> Text provided
· · · · · · ·
My career has always been about commercializing life science diagnostics and medical technology. I started my career with Abbott Diagnostics, where I got a great foundation in the industry.
I got the urge to do my first startup, which was in the medical imaging space. I was with that company for about seven years, where we did breast cancer detection work.
Then, I moved on to my second startup, which was in the stem cell space, for a company called ViaCell. That company was then acquired by PerkinElmer.
I did not think I would stay long, but I ended up staying for about 11 years and ran every division across PerkinElmer, which is a very diverse global life science company.
Then, I was offered the role of CEO at Emulate. If I look back at my career: about 60 percent of it was with two large companies, which provided me with a great foundation, and I have also led three startups, with Emulate being my third.
Could you give us an overview of what you are working on at Emulate, and how it is benefiting patients?
· · · · · · ·
> Prompt
Pick up the account of a career in life science diagnostics and medical technology after its last sentence and continue it.

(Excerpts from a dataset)
· · · · · · ·
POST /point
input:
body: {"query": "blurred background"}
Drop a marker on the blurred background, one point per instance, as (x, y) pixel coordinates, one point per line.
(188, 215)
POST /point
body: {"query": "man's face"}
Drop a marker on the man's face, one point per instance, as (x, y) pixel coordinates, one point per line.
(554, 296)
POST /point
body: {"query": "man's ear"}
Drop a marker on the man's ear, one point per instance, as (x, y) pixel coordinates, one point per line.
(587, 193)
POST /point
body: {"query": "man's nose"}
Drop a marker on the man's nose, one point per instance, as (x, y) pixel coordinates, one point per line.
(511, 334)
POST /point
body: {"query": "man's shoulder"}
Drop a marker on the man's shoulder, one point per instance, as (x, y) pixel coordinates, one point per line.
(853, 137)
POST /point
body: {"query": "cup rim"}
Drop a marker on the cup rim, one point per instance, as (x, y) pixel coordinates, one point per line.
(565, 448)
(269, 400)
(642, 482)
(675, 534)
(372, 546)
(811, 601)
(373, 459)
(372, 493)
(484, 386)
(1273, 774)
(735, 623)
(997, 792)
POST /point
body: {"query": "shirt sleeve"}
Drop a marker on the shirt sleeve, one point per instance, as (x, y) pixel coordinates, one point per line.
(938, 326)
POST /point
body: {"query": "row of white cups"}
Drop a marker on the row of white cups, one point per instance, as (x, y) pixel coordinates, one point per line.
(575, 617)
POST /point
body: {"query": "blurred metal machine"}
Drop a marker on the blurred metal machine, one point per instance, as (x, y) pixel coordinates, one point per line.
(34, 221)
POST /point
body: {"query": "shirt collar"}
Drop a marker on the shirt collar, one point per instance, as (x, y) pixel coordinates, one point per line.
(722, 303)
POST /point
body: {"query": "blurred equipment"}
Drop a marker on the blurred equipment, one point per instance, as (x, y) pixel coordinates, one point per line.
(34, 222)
· · · · · · ·
> Result of the task
Of course. We develop Organ-on-a-Chip technology, which is ideally utilized to reduce animal testing in medical research.
We create a chip that recreates the microenvironment of a particular organ of interest, by placing live human cells onto those chips.
Then, the researcher can test their compound and look for safety or efficacy signals utilizing that format.
Can we deep delve into the science behind Organ-on-a-Chip technology? How exactly does that work, and what organs are you able to emulate?
The chip itself is about the size of a computer thumb drive. It has two microfluidic channels, and, with those channels, we can create a dynamic culture environment.
Because they are independent channels, we can flow media through them, just like all your organs have blood flowing to them. We can recreate that in the chip, which is very important to recreate the in vivo environment.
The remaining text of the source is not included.